**AIM OF THE EXERCISE**: Transcribe the listing exactly, skipping every picture.

**INPUT MATERIAL**:

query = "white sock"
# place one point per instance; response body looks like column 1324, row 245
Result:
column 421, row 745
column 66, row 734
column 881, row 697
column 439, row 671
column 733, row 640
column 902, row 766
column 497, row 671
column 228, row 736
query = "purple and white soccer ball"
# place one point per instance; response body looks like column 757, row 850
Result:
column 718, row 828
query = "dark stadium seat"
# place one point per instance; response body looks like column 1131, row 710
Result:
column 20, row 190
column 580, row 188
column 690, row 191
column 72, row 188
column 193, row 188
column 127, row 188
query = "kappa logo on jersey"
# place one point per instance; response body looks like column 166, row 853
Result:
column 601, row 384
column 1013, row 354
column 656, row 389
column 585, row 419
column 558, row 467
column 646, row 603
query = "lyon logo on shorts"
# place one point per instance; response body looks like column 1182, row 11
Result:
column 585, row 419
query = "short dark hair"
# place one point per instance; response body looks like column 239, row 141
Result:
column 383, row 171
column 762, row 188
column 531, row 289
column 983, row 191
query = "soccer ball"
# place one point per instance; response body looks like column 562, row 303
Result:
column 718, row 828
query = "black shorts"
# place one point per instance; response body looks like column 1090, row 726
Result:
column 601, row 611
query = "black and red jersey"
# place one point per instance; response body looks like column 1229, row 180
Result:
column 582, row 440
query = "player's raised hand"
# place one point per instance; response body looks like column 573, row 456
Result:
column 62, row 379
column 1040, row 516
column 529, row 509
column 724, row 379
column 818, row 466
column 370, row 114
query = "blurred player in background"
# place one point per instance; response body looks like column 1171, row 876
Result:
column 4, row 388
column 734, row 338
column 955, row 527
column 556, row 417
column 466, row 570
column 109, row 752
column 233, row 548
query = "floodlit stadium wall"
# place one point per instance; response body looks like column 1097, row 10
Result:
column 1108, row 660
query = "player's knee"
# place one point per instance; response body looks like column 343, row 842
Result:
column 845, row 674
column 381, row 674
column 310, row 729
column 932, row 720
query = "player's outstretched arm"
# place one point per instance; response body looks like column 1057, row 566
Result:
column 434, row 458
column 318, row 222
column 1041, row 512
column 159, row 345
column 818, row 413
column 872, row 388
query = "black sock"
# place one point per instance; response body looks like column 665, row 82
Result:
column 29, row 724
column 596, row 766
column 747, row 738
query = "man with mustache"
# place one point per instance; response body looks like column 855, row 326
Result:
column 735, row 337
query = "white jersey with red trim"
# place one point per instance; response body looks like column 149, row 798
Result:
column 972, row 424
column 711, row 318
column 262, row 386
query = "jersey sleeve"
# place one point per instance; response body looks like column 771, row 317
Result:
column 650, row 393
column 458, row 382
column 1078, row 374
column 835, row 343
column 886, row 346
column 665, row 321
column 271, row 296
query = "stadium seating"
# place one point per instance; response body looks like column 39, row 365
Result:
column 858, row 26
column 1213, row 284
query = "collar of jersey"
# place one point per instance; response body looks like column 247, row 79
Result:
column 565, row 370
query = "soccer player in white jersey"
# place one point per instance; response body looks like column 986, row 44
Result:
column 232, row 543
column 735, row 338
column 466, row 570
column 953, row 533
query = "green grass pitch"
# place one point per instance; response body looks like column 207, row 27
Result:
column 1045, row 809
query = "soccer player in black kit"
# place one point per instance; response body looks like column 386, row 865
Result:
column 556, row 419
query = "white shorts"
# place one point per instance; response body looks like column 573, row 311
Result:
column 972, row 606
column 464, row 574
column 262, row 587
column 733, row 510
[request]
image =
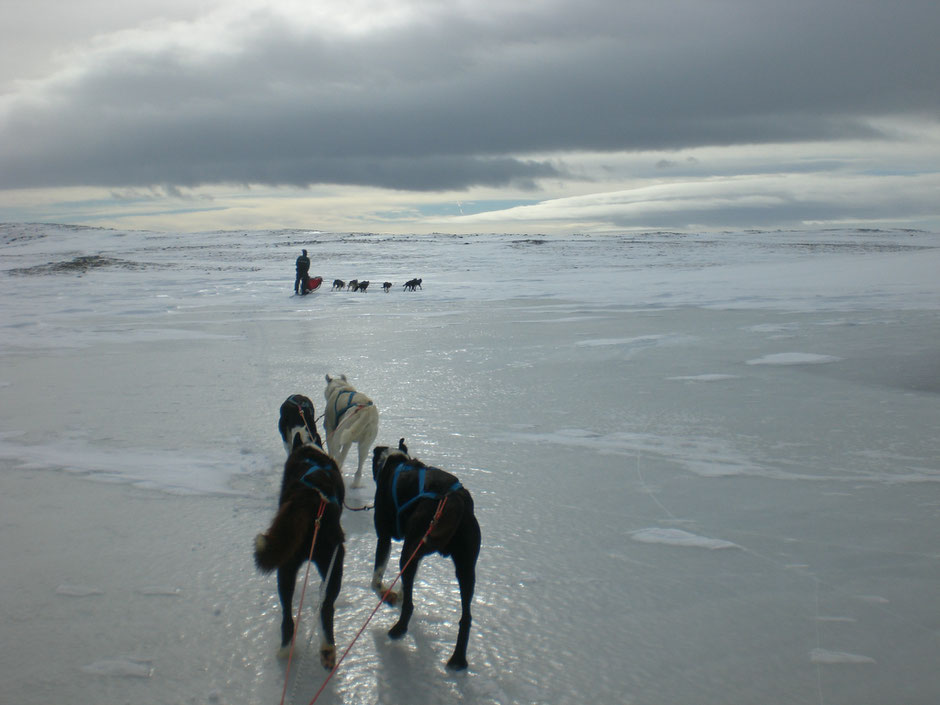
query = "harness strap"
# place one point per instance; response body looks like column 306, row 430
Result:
column 349, row 404
column 307, row 481
column 422, row 493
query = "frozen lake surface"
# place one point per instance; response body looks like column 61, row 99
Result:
column 705, row 466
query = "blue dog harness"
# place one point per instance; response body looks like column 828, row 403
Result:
column 349, row 404
column 422, row 493
column 307, row 481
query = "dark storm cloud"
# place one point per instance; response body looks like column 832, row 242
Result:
column 449, row 100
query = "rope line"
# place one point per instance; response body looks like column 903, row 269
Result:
column 437, row 515
column 293, row 640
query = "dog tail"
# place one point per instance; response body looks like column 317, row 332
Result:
column 282, row 541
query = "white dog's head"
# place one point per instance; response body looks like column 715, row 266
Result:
column 335, row 383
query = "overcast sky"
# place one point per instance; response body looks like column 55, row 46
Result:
column 484, row 115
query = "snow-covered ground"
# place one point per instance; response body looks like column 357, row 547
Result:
column 706, row 467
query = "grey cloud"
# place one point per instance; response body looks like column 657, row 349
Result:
column 453, row 100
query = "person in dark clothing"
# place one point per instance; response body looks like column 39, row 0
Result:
column 303, row 267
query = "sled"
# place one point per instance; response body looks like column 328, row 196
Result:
column 312, row 284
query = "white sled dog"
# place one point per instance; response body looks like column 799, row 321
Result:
column 350, row 417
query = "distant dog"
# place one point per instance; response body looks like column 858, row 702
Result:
column 297, row 423
column 408, row 497
column 350, row 417
column 312, row 483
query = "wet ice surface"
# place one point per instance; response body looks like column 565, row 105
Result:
column 620, row 408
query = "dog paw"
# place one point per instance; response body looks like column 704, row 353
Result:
column 261, row 542
column 328, row 657
column 398, row 631
column 457, row 663
column 390, row 597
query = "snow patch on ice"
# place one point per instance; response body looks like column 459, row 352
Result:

**RESPONSE BELOW**:
query = "white sock"
# place one point per instance; response body looks like column 1324, row 245
Result:
column 421, row 745
column 66, row 734
column 881, row 697
column 439, row 671
column 733, row 640
column 902, row 766
column 497, row 671
column 228, row 736
query = "purple and white soccer ball"
# place one point per instance; response body looks like column 757, row 850
Result:
column 718, row 828
query = "dark stadium seat"
# place one point per instance; response body looks like column 1131, row 710
Result:
column 20, row 190
column 580, row 188
column 690, row 191
column 72, row 188
column 193, row 188
column 127, row 188
query = "kappa logo on jersey"
# place one point per instance; response body looks like column 166, row 853
Result:
column 601, row 384
column 1013, row 354
column 656, row 389
column 585, row 419
column 558, row 467
column 646, row 603
query = "lyon logo on shorts"
# place one point per instance; response body looks like column 1182, row 11
Result:
column 585, row 419
query = "short dark hair"
# place one point per instance; response body looks like column 239, row 141
Result:
column 383, row 171
column 762, row 188
column 531, row 289
column 983, row 191
query = "soccer ball"
# place one point per instance; response body looks like column 562, row 303
Result:
column 718, row 828
query = "black shorts"
# place one point per instance; response body looks like column 1090, row 726
Result:
column 601, row 611
query = "black and red jersey"
# place one point per instance; response body looks like column 1229, row 180
Result:
column 582, row 440
query = "player's raised hand"
# place one point per instance; response body looks like column 573, row 456
Result:
column 62, row 379
column 1040, row 516
column 529, row 509
column 724, row 379
column 818, row 466
column 370, row 114
query = "blurred player in background"
# place one point per instance; response body looks like column 1171, row 876
Result:
column 4, row 388
column 734, row 338
column 955, row 527
column 556, row 417
column 466, row 570
column 109, row 752
column 233, row 548
query = "floodlit stadium wall"
# place one point per instance; response body looks like column 1097, row 10
Result:
column 1108, row 660
query = "player's knee"
# place one point per instance; response body looks like column 343, row 842
Result:
column 845, row 674
column 381, row 674
column 310, row 729
column 932, row 720
query = "player's outstretched arm"
# place one point per instance; response body looks like column 1057, row 566
Result:
column 434, row 458
column 318, row 222
column 1041, row 512
column 159, row 345
column 818, row 413
column 872, row 388
query = "black sock"
# place one point per instance; response body looks like column 665, row 82
Result:
column 29, row 724
column 596, row 766
column 747, row 738
query = "man with mustache"
# place one point per instance; response body looks like column 855, row 326
Result:
column 735, row 337
query = "white jersey with red trim"
# place one point per instance; response body looks like column 149, row 798
Result:
column 972, row 424
column 711, row 318
column 262, row 386
query = "jersey sleeve"
# place one point per instance; response body looks like column 771, row 317
Result:
column 650, row 393
column 458, row 382
column 1078, row 374
column 835, row 343
column 886, row 346
column 665, row 321
column 271, row 296
query = "stadium seating"
# place one point per instance; response body looks like column 39, row 365
Result:
column 858, row 26
column 1213, row 284
query = "collar of jersey"
# place one point per instance; response body looks like column 247, row 79
Result:
column 565, row 370
query = "soccer player in white jersey"
# place one point per instance; response body looks like column 986, row 44
Result:
column 232, row 543
column 735, row 338
column 466, row 570
column 953, row 533
query = "green grass pitch"
# place one point per instance; response body looks like column 207, row 27
Result:
column 1045, row 809
query = "soccer player in black kit"
# place one point per instance; response body looks like column 386, row 865
Result:
column 556, row 419
query = "white shorts"
# place one point per instance; response body looks like column 573, row 311
Result:
column 972, row 606
column 464, row 574
column 262, row 587
column 733, row 510
[request]
image =
query = "harness strap"
# place one point per instance; response body looks like column 306, row 430
Result:
column 349, row 404
column 307, row 481
column 422, row 493
query = "frozen lake surface"
# place one point per instance; response body looks like column 61, row 99
Result:
column 705, row 466
query = "blue dog harness"
# place one point per instance; response body looks like column 828, row 403
Result:
column 349, row 404
column 422, row 493
column 307, row 481
query = "dark storm cloud"
# place one point per instance; response body looks like column 832, row 242
Result:
column 449, row 100
query = "rope line"
# place one point per instance; response body looks like column 903, row 269
Result:
column 437, row 515
column 293, row 640
query = "dog tail"
# place one point per instance; response body looks like column 317, row 332
Result:
column 282, row 541
query = "white dog's head"
# place one point per instance; response body looks like column 715, row 266
Result:
column 335, row 383
query = "overcast sky"
# place one point per instance; response body looks like column 55, row 46
Result:
column 484, row 115
query = "snow-covered ground"
# place one point per instance; response body looks like column 357, row 547
Result:
column 706, row 467
query = "grey cloud"
# place one point per instance; response body looks like column 657, row 349
Result:
column 453, row 100
query = "person in dark clothing"
# place one point per instance; response body looks like column 39, row 0
Result:
column 303, row 267
query = "sled"
# place one point per instance; response body looks like column 328, row 196
Result:
column 312, row 284
query = "white sled dog"
# place one point per instance; response body looks like column 799, row 321
Result:
column 350, row 417
query = "distant dog"
# place one point per instance; response body looks like column 858, row 702
Result:
column 297, row 423
column 408, row 497
column 350, row 417
column 312, row 483
query = "wet ice surface"
# place one point per instance; response body looks like column 565, row 105
Result:
column 620, row 408
query = "dog paw"
# place one point per instance; response body looks like column 704, row 353
Result:
column 261, row 542
column 328, row 657
column 398, row 631
column 457, row 663
column 390, row 597
query = "snow patch on ice"
# place one point per instance; response body looks like column 459, row 352
Result:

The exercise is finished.